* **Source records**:

::::

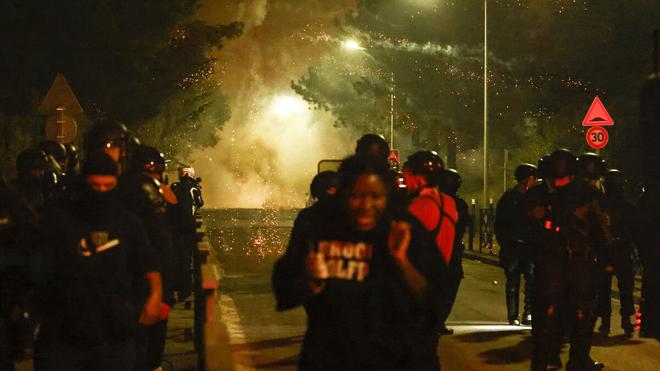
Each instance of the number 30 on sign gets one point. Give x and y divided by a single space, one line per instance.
597 137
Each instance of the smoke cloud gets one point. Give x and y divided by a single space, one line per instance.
269 149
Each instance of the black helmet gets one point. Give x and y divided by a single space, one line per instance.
562 162
424 162
450 181
106 134
54 149
372 144
149 159
543 167
74 157
98 163
524 171
614 182
31 159
591 165
322 182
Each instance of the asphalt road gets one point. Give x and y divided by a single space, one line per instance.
249 241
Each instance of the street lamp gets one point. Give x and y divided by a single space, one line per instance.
485 195
352 45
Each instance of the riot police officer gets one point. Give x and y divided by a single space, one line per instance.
566 235
17 230
438 212
620 217
33 179
512 231
648 242
592 168
189 195
450 183
372 145
112 138
143 192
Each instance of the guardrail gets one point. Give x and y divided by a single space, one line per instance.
211 337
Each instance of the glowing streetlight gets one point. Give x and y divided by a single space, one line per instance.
352 45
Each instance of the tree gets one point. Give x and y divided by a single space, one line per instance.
124 59
547 61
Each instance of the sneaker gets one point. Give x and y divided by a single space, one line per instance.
628 328
444 330
555 361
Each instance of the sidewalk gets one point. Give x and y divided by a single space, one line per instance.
486 257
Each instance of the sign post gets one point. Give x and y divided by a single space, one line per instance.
597 117
60 98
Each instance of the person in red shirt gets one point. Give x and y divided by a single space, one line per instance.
434 209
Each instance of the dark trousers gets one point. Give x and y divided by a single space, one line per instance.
59 355
650 306
6 363
623 269
563 288
150 345
516 264
454 283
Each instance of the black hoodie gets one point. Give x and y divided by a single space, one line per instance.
366 318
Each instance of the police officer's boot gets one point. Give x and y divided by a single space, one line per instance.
628 328
512 299
604 328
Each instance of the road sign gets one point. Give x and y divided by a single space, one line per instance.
597 115
597 137
60 95
61 128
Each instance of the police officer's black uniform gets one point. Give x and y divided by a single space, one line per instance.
142 195
567 235
99 257
648 241
620 216
512 230
450 184
17 232
189 197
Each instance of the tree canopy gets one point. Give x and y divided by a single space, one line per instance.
130 60
547 62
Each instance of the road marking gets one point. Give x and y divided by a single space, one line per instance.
232 320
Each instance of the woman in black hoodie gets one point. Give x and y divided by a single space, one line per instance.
370 280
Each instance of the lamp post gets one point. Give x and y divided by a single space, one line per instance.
353 45
485 195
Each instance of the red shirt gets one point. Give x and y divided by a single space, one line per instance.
427 208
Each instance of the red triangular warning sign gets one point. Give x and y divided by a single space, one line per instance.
60 95
597 115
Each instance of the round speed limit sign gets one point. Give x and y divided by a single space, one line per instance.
597 137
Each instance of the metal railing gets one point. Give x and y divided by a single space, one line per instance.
211 339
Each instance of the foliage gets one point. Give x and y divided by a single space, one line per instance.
123 59
547 61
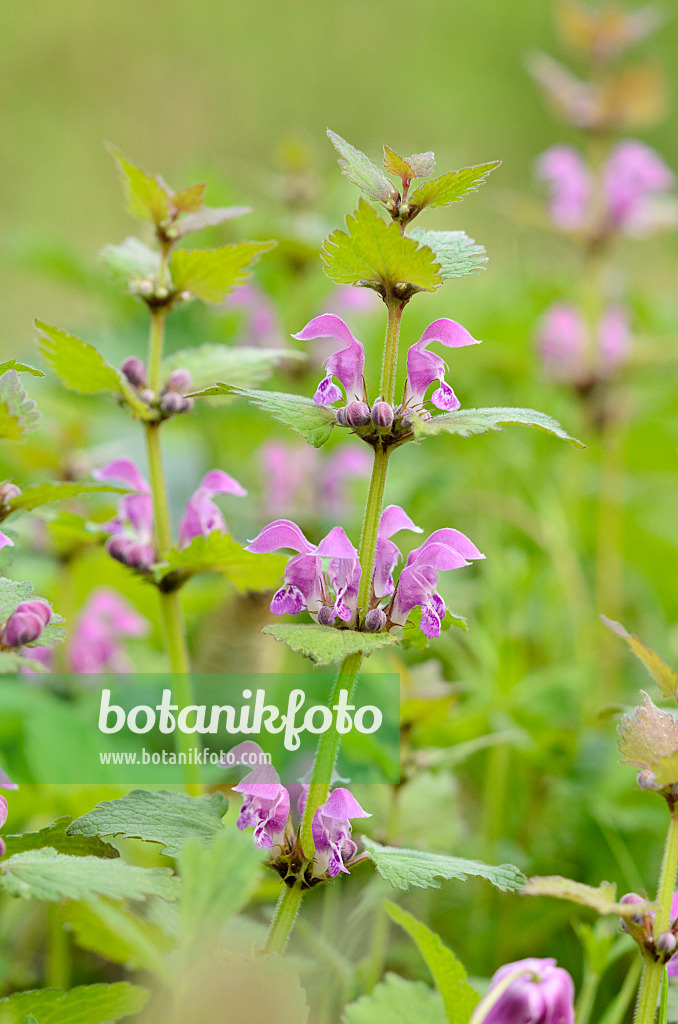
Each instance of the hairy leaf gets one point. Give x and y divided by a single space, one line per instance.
454 251
665 677
478 421
374 254
325 645
211 273
449 973
51 876
416 867
359 169
17 413
169 818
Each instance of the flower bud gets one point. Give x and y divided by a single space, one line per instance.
179 380
357 414
135 371
382 415
375 621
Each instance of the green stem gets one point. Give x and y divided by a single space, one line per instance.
653 970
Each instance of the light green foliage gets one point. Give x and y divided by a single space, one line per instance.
326 645
168 818
211 273
17 413
374 254
466 422
219 553
85 1005
417 867
456 254
458 996
398 1001
51 876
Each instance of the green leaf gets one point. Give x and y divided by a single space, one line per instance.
416 867
211 273
398 1001
43 494
17 413
58 839
458 996
602 899
454 251
84 1005
359 169
324 644
146 199
466 422
20 368
373 254
313 423
452 186
219 553
665 677
237 367
51 876
169 818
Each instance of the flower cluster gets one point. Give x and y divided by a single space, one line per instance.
324 579
266 809
347 365
131 540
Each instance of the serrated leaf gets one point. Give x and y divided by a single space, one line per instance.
84 1005
449 973
313 423
456 254
398 1001
169 818
209 216
51 876
602 899
374 254
466 422
665 677
359 169
211 273
131 259
17 413
56 837
325 645
417 867
451 187
146 199
20 368
647 735
219 553
237 367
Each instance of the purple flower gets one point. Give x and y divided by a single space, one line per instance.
570 185
265 808
527 991
94 644
425 367
346 365
331 829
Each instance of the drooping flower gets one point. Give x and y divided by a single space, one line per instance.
331 829
425 367
346 365
265 808
527 991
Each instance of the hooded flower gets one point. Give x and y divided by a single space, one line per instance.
425 367
331 828
346 365
266 806
527 991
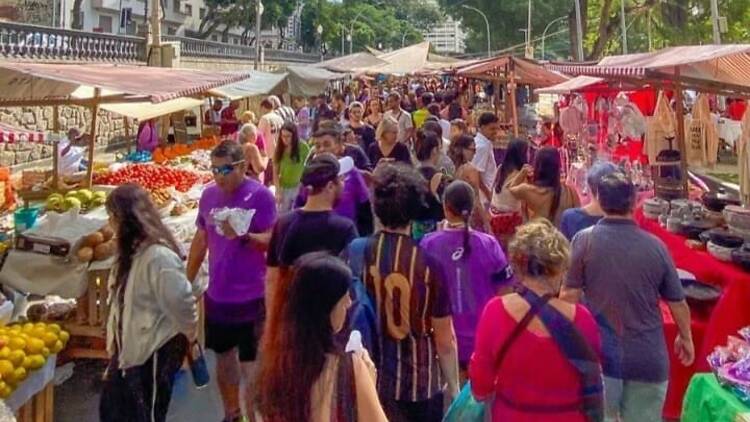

::::

* **Work instructions**:
Please pull out every line of the rows above verbatim, leaving the pictures out.

* **Worked solution**:
Each instance of the number 30 on sign gets one point. Give x and y divided by a single space, one line per instance.
597 137
Each instance of the smoke cloud gets one point. Give x and y divided by a single space, one line per instance.
269 149
Each instance of the black helmet gets one point. Give x and y divided by a single space, one line per instance.
562 162
424 162
450 181
106 134
54 149
372 144
149 159
543 167
74 157
98 163
524 171
614 182
31 159
591 165
322 182
Each instance of the asphalt road gets one point. Give x and y divided by a single space, one line per instance.
249 241
Each instance of the street lamp gets one point. Give x and y divided by a single space, one line per instance.
485 195
352 45
Each instance of the riot police officer gets one point. Give x and y divided by a single space, one line per instance.
566 235
17 230
438 212
620 217
33 179
512 231
648 242
592 168
189 195
450 183
372 145
112 138
143 192
Each instance of the guardrail gets one point. Give x and y divided by a single space, one line per instance.
211 337
Each instance of the glowing streetlight gets one point. Give x and y divided by a single space, one line per instance.
352 45
Each instance of the tree gets one point. Give x and y divided by a single space, one line per instance.
124 59
547 61
Each instance of the sneaker gets one point. Give x and y divided by a single space, one line per instance.
628 328
444 330
555 361
Each instance of the sidewalk gets one point. Give x and y divided by a single space, one line per instance.
486 257
Each instance of the sign post gets one point. Give x and y divided by a single space, one line per instance.
597 117
60 98
Each instance of the person in red shirt gets one point. Give x and y divided by a single space, one line per instance.
434 209
Each instance of the dark trousers gets one point. Give x and y divided by a single space, one line per instance.
59 355
650 306
6 363
623 269
563 288
150 345
516 264
454 283
Each instance of the black hoodie gets one point. Give x and y divided by a single space, one line per instance.
366 318
Each instance of the police officer's boot gets one point. Give x and y divided by a single space, one line per instance.
628 328
512 299
604 328
Each instance of the road sign gets one point. Give x and y divided by a single space, one line per instance.
597 115
597 137
60 95
61 128
Each instance of the police officer's black uniform gets one point. Give x and y divided by a single space, one line per instance.
142 195
567 235
99 257
648 241
620 216
512 230
450 184
17 232
189 197
Each instance of the tree canopy gets one point. Give x and y divided by a single space, one line per instance.
130 60
547 62
Each instance of the road marking gets one point. Give x and y divided by a single space, one line per instance.
232 320
Each instance of the woman in black hoodie gets one point. Give x and y divided by a single space, one line per instance.
370 280
Each instance of the lamp post gets one point. Give x and y divided by a single space, one line per instance.
353 45
485 195
Each instance of the red shirt gets one point. Give x and y divided by a single space, one line per instance.
427 208
Each instance of the red triangular warning sign gets one point. Give x and y divided by a single space, one line per instance.
60 95
597 115
Each instance of the round speed limit sign gets one point. Give x and y divided by a single space, one line per instance.
597 137
Each instance of the metal railing gets one point. Give x and y divided by a single space, one line per instance.
211 339
Each instance of the foliage gets one point. Give x and y divided by a single space, one line per instance.
123 59
547 61
Each instance of the hairy leaf gets one point. Give x and y divided by a single space, one line per instance.
454 251
665 677
478 421
374 254
325 645
211 273
449 973
51 876
416 867
359 169
17 413
169 818
Each instance of the flower bud gets one point. Give x and y divided by a single space, one line per instance.
179 380
357 414
135 371
382 415
375 621
Each instance of the green stem gets one point. Give x and y divided by a single space, one line per instance.
653 970
Each instance of the light green foliage gets one point. Give x and y divided by a single space, one line per instance.
326 645
168 818
211 273
17 413
374 254
466 422
219 553
85 1005
417 867
456 254
458 996
398 1001
51 876
Each instance of the green leaf gets one point. Give x and y divided by a single space, one line per instance.
416 867
211 273
398 1001
43 494
17 413
58 839
458 996
602 899
454 251
84 1005
359 169
324 644
146 199
466 422
20 368
373 254
313 423
452 186
219 553
665 677
237 367
51 876
169 818
Each instance of the flower cluster gets one point. Give x and y divided by a single space, one line per instance.
324 579
266 809
347 365
131 540
Each instance of the serrated leaf gets one point. Give x and y divided by a single space, one line per instance.
84 1005
449 973
313 423
456 254
398 1001
169 818
209 216
51 876
602 899
374 254
466 422
665 677
359 169
211 273
131 259
17 413
56 837
325 645
417 867
451 187
146 199
20 368
647 735
219 553
237 367
Each instance of the purple flower gets one point. Give x and y divided by a single space, one line per instance.
570 185
265 808
527 991
94 644
425 367
346 365
331 829
Each instance of the drooping flower gets one point. Give x and y divided by a single space, one line per instance.
331 829
425 367
346 365
265 808
527 991
Each instance of the hooded flower gets one point. Give x and y divided by a single space, one line per instance.
425 367
331 828
346 365
266 806
527 991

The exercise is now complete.